* SOURCE:
+-------+
Suite à une demande d’être rassuré sur ce que tu vis avec l’autre, ille te sort : « je ne vois pas de différence entre les relations amicales et amoureuses, aucune relation n’est comparable » ou encore « mais si !, si tu meurs je serai triste » suivi de « je suis triste à chaque fois que j’entends que des personnes meurent dans le monde » (celle-ci à l’avantage de faire rire tellement c’est absurde, du moins la première fois) ♥♥♥ On vient pour être rassurée et toi flippant d’être un minimum engagé-e dans une relation ou d’exprimer que tu as des sentiments particuliers pour nous au bout de 3 ans de relation régulière, tu nous théorise « non à l’amour », ou je ne sais quoi. Alors à nous de faire le choix pour gérer notre flip entre : croire ce que tu nous dis et alors arrêter la relation, ou, comme précédemment, passer notre temps à chercher des signes annexes pour nous rassurer. En face, toi, tu es tranquille en recevant plein de marques d’affection de notre part vu qu’on flippe de perdre cette relation privilégiée.
En posant la question « on en est où dans notre relation », on te répond (si on te répond) : « en te posant toutes ces questions sur notre relation, tu me fais peur ! J’ai l’impression que tu es dépendante de moi. Tu es trop attachée à moi. » (avec un « léger » sous-entendu que tu n’arrives pas à sortir de ta construction de femme soumise et dépendante)♥♥♥ mais qu’est-ce que tu crois, si on pose ces questions, c’est parce que toi, tu n’es pas prêt de les aborder ! Si tu prenais un peu plus en charge la relation, je paraîtrais beaucoup moins dépendante. Au lieu de te préoccuper de ma « construction féminine », préoccupe-toi de ta « construction masculine ». Ne jamais se poser aucune question sur la relation, ne jamais parler d’affect, mais toujours de « liberté », si ça c’est pas genré !
les tactiques et les discours pour ne pas gérer « les relations libres » :
« ha, je t’avais pas dit ? » ou « mais je pensais que tu avais compris. » ou encore « je pensais que toi aussi tu avais envie de ce type de relation ! »♥♥♥ c’est un peu facile de supposer que le concept d’amour libre était implicitement entendu. C’est vrai ce n’est pas toujours évident d’en parler direct, surtout qu’on sait pas toujours quel type de relation on veut avoir avec l’autre, mais s’engager dans ce type de relation c’est aussi assumer la complexité que ça engage et le fait que toute personne n’a pas forcement envie de ce genre de relation. Puis en en parlant dès le début, tu risques d’avoir beaucoup plus de refus. C’est sûr que lorsque ça fait 3 mois qu’on est dans une relation, c’est plus difficile de dire qu’on n’accepte pas ce genre de relation car on a déjà vécu des trucs chouettes. Alors on accepte ce qu’on ne voulait pas accepter.
« c’est comme ça » ou « je suis comme ça, alors si ça te va pas, tu n’as qu’à partir » ♥♥♥ tu oublies un peu vite qu’une relation c’est à deux et non la dictature de l’un-e sur l’autre/ les autres. L’instinct a parfois bon dos pour ne rien remettre en question et ne pas assumer que ces choix font souffrir d’autres personnes.
+-------+
* DONNÉES FOURNIES:
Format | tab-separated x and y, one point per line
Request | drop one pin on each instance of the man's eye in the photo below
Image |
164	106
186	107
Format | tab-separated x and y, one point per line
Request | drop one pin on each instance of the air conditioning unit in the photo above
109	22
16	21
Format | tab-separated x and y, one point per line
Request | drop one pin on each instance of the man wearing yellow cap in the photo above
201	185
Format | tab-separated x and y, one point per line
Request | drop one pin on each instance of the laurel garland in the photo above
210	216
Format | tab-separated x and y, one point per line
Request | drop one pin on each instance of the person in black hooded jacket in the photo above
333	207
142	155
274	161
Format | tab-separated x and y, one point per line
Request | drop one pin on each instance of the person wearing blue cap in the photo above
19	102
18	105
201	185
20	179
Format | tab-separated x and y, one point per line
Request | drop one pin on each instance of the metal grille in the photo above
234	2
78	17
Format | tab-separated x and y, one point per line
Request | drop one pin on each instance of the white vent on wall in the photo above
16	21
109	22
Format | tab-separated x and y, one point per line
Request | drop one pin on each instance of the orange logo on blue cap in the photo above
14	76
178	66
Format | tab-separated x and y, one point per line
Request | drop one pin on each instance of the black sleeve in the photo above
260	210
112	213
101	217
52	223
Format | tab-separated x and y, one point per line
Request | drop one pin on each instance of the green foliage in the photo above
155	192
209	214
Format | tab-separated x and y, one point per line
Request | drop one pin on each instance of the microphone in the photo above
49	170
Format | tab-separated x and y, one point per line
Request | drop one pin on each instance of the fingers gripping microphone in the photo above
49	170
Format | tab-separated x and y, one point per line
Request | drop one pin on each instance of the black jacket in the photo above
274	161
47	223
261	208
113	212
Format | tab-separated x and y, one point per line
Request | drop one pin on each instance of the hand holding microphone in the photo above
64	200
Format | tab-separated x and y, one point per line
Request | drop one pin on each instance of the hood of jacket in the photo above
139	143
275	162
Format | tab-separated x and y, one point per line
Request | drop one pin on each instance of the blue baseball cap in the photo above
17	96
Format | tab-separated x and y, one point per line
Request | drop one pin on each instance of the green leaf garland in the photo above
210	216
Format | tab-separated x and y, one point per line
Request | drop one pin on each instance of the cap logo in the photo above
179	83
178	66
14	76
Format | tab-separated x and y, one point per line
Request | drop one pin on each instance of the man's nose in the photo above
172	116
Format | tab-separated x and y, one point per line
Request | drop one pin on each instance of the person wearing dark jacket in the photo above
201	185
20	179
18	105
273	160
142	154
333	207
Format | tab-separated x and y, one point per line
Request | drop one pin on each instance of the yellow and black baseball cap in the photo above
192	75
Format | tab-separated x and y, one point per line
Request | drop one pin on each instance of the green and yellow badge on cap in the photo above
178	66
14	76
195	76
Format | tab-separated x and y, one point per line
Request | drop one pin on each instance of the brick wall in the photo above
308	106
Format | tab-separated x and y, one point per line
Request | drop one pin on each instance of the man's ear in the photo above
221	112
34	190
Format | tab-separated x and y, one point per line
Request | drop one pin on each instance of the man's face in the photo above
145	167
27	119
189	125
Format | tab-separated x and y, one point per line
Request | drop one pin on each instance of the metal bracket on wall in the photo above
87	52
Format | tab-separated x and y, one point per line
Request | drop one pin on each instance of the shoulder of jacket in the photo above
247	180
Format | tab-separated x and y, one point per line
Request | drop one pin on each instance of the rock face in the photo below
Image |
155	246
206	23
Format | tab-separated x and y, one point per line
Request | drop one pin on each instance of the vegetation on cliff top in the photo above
+-------+
* CONSIGNE 1: D'après la source, au bout de combien de temps de relation régulière l'autre refuse-t-il encore d'exprimer des sentiments particuliers ?
* CONSIGNE 2: Indiquez si chacune de ces affirmations concorde avec la source, en répondant par oui ou par non et en citant les mots décisifs : (a) il est toujours facile de parler d'amour libre d'emblée ; (b) une relation se vit à deux ; (c) après 3 mois de relation, il devient plus facile de refuser ce type de relation.
* CONSIGNE 3: Recopiez fidèlement le passage de la source qui va de « En posant la » à « pas genré ! ».

* RÉPONSE COMPLÈTE 1: Au bout de 3 ans de relation régulière.

* RÉPONSE COMPLÈTE 2:
(a) Non : « C’est vrai ce n’est pas toujours évident d’en parler direct »
(b) Oui : « une relation c’est à deux et non la dictature de l’un-e sur l’autre/ les autres »
(c) Non : « C’est sûr que lorsque ça fait 3 mois qu’on est dans une relation, c’est plus difficile de dire qu’on n’accepte pas ce genre de relation »

* RÉPONSE COMPLÈTE 3:
En posant la question « on en est où dans notre relation », on te répond (si on te répond) : « en te posant toutes ces questions sur notre relation, tu me fais peur ! J’ai l’impression que tu es dépendante de moi. Tu es trop attachée à moi. » (avec un « léger » sous-entendu que tu n’arrives pas à sortir de ta construction de femme soumise et dépendante)♥♥♥ mais qu’est-ce que tu crois, si on pose ces questions, c’est parce que toi, tu n’es pas prêt de les aborder ! Si tu prenais un peu plus en charge la relation, je paraîtrais beaucoup moins dépendante. Au lieu de te préoccuper de ma « construction féminine », préoccupe-toi de ta « construction masculine ». Ne jamais se poser aucune question sur la relation, ne jamais parler d’affect, mais toujours de « liberté », si ça c’est pas genré !